▼

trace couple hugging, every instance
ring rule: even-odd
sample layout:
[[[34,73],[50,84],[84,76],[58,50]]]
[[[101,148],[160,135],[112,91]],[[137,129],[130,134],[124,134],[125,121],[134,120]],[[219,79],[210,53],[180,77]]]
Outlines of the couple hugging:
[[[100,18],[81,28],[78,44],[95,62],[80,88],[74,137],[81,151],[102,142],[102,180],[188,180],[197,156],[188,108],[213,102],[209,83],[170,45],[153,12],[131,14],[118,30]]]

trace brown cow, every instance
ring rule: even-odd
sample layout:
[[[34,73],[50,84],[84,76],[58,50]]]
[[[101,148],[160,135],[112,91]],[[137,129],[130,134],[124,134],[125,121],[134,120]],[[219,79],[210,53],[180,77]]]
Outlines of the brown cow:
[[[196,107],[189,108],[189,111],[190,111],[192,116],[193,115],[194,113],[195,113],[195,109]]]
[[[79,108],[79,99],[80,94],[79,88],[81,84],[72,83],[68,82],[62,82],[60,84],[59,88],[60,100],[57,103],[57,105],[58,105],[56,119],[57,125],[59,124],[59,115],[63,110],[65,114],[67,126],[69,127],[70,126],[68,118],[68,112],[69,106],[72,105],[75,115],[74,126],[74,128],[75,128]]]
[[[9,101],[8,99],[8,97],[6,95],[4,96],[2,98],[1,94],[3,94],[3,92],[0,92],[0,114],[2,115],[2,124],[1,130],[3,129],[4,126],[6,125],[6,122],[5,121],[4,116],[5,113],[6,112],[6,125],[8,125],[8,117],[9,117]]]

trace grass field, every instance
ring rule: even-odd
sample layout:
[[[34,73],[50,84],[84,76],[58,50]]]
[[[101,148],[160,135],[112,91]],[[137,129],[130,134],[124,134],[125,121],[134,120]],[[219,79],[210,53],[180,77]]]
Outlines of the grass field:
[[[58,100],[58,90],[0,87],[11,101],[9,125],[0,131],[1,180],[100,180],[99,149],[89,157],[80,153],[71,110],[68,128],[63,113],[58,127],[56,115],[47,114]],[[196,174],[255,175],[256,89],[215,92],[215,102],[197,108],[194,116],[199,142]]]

▲

## WRITTEN REQUEST:
Render all of the items above as a JSON list of strings, one string for each line, with the blank lines omitted.

## WRITTEN REPLY:
[
  "trace couple hugging, every instance",
  "ring rule: even-odd",
  "sample layout:",
  "[[[34,73],[50,84],[84,76],[58,50]]]",
  "[[[101,148],[160,135],[112,91]],[[137,129],[130,134],[124,134],[125,121],[134,120]],[[219,79],[210,53],[180,77]]]",
  "Outlines of the couple hugging:",
  "[[[100,18],[81,28],[78,44],[95,62],[80,88],[74,137],[81,151],[102,142],[102,180],[188,180],[197,156],[188,108],[213,102],[209,83],[170,45],[153,12],[131,14],[118,30]]]",
  "trace brown cow, every instance",
  "ring rule: even-odd",
  "sample layout:",
  "[[[34,73],[50,84],[84,76],[58,50]]]",
  "[[[101,148],[160,135],[112,91]],[[137,129],[130,134],[124,134],[125,121],[134,120]],[[219,79],[210,53],[180,77]]]",
  "Outlines of the brown cow:",
  "[[[196,107],[189,108],[189,111],[190,111],[192,116],[193,115],[194,113],[195,113],[195,109]]]",
  "[[[79,108],[79,99],[80,94],[79,88],[81,84],[72,83],[68,82],[62,82],[60,84],[59,88],[60,100],[57,103],[57,105],[58,105],[56,119],[57,125],[59,124],[59,115],[63,110],[65,114],[67,126],[69,127],[70,126],[68,118],[68,112],[69,106],[72,105],[75,115],[74,126],[74,128],[75,128]]]",
  "[[[9,101],[8,99],[8,97],[6,95],[4,96],[2,98],[1,94],[3,94],[3,92],[0,92],[0,114],[2,115],[2,124],[1,130],[3,129],[4,126],[6,125],[6,122],[5,121],[4,116],[5,113],[6,112],[6,125],[8,125],[8,117],[9,117]]]",
  "trace grass field, every instance",
  "ring rule: even-odd",
  "sample layout:",
  "[[[34,73],[50,84],[84,76],[58,50]]]",
  "[[[101,148],[160,135],[112,91]],[[137,129],[130,134],[124,134],[125,121],[134,120]],[[219,79],[210,53],[180,77]]]",
  "Outlines of the grass field:",
  "[[[58,100],[58,90],[0,87],[11,101],[9,125],[0,131],[1,180],[100,180],[99,149],[89,157],[80,153],[71,110],[68,128],[63,113],[58,127],[56,115],[47,114]],[[196,174],[255,175],[256,89],[215,92],[215,102],[197,108],[194,116],[199,142]]]"
]